Documento:

--------------------------------

Il coaching esperienziale

Ho la fortuna di poter “fare” e parlare di ciò che faccio; per cui, ciò che segue è il frutto della mia esperienza pratica, non di particolari studi effettuati o di attività svolte da altri e copiate; non mi soffermerò, pertanto, su aspetti “teorici” del coaching.
Nel presente articolo, presenterò una modalità innovativa di intervento di supporto allo sviluppo delle potenzialità dell’individuo, da me già sperimentata ed attivata con successo: “il coaching esperienziale”.
Mi occupo di attività di formazione “innovativa” e coaching da oltre 20 anni. In questi ultimi anni, l’attenzione che i partecipanti ed i committenti rivolgono verso l’efficacia dei risultati degli interventi di consulenza in generale e, più nello specifico, di formazione individuale e in gruppo è sensibilmente aumentata.
Tra gli strumenti più efficaci, da me utilizzati, riconosco le attività di formazione esperienziale outdoor e il coaching individuale. Dopo diverse esperienze e anni di pratica nella formazione di vario tipo (barca a vela, deserto, orienteering, montagna ecc.), sono arrivato alla conclusione che l’approccio “esperienziale” outdoor e la formazione individuale, attraverso la tecnica del coaching, sono sicuramente tra i metodi di sviluppo dell’individuo di maggiore successo ed efficacia.
L’oggetto di questo approccio è il “corporate coaching” anche se, nelle sessioni pratiche, il confine tra questa forma e quella del “personal (o life) coaching” è veramente lieve: spesso accade di “stimolare” riflessioni di carattere personale nel partecipante che il coach deve saper gestire e poi ricondurre nell’ambito professionale.
Tra le varie definizioni di coaching, ritengo la più calzante, per questa nuova tecnica specifica, quella di AA.VV. (2004) che definisce il coaching come “un processo che (…) consente alle organizzazioni di attivare percorsi di (…) sviluppo flessibili e mirati alle specifiche esigenze di una particolare figura (…) sfruttando la relazione interpersonale tra un coach e uno (o più) coachee”. 

Il coaching esperienziale si può fare su deriva (che è un gruppo eterogeneo di imbarcazioni a vela di piccole dimensioni, non cabinate) e attraverso l’arrampicata (su palestre attrezzate).

--------------------------------

Consegna 1:
Rispondi a queste domande sul testo dedicato al coaching esperienziale:
(a) Da quanti anni chi scrive si occupa di formazione innovativa e coaching?
(b) Quali tipi di formazione outdoor vengono elencati come esempi?
(c) In quali due modi si può svolgere il coaching esperienziale?
Consegna 2: Riscrivi in forma più breve il paragrafo del testo sul coaching esperienziale che comincia con «L'oggetto di questo approccio», conservandone i fatti principali.
Consegna 3: Riprendi il testo sul coaching esperienziale e proseguilo a partire dal punto in cui si interrompe.

Estratto dati:
--------------------------------

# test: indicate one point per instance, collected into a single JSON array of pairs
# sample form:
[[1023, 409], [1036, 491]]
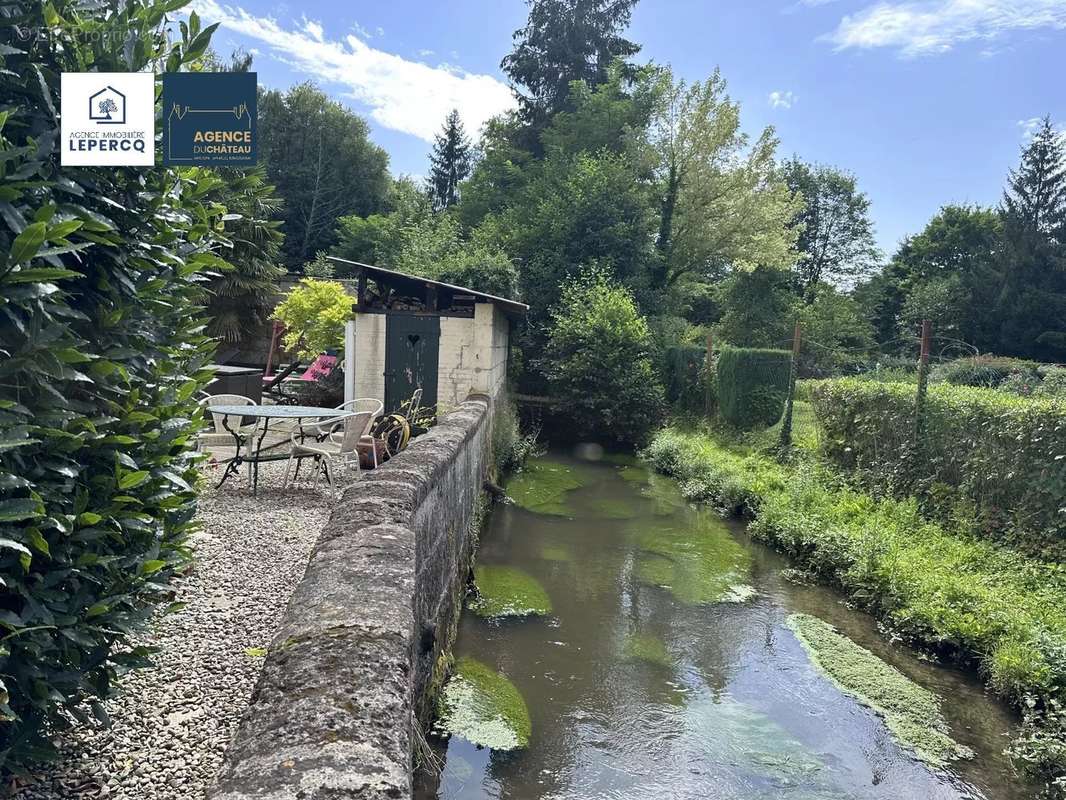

--------------------------------

Risultato 1:
(a) Da oltre 20 anni.
(b) Barca a vela, deserto, orienteering e montagna.
(c) Su deriva e con l'arrampicata su palestre attrezzate.

Risultato 2: L'approccio riguarda il "corporate coaching". Nelle sessioni pratiche, però, il confine con il "personal (o life) coaching" è molto sottile. Spesso nel partecipante emergono riflessioni personali, che il coach deve saper gestire e poi ricondurre all'ambito professionale.

Risultato 3:
Come nasce il “coaching esperienziale”? La mia esperienza di outdoor trainer ha fatto sì che io verificassi, su centinaia di partecipanti, come l’ambiente esperienziale outdoor, associato in maniera imprescindibile ad una ottima conoscenza degli aspetti e delle dinamiche organizzative-aziendali, una buona capacità nell’utilizzo delle metafore e del debriefing, una buona conoscenza delle dinamiche comportamentali individuali e di gruppo, consentono un'efficace modalità di espressione, riflessione e sviluppo dei comportamenti dell’individuo.

Espressione

Espressione in quanto l’attività, che si svolge in un contesto coinvolgente, rilassante, all’aria aperta (come può essere l’ambiente marino o lacustre, le falesie in collina o in montagna), consente un più agevole coinvolgimento emotivo/emozionale dell’individuo. Lo stesso, sarà maggiormente stimolato e motivato ad agire in maniera normale, per lui solita, e ad esprimere i propri naturali comportamenti, pensieri, idee, problemi… Inoltre, il distacco dall’ambiente lavorativo, dal luogo di lavoro, permette l’emergere di questioni anche delicate e che coinvolgono anche personalmente l’individuo; elementi, questi, che poi hanno implicazioni sulle performance lavorative.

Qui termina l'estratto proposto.